**Task description:** Retype the lines of each of the records below, keeping them identical to the original.

**Data listing:**
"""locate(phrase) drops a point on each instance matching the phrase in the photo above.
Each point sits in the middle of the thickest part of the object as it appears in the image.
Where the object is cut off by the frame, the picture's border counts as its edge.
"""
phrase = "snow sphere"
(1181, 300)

**Response to this exercise:**
"""locate(phrase) drops a point on each instance matching the phrase in the photo above.
Each point sits in the middle of the thickest part of the object as it appears in the image.
Where the object is cut off by the frame, the picture's border counts as its edge.
"""
phrase = "snow sphere"
(1181, 300)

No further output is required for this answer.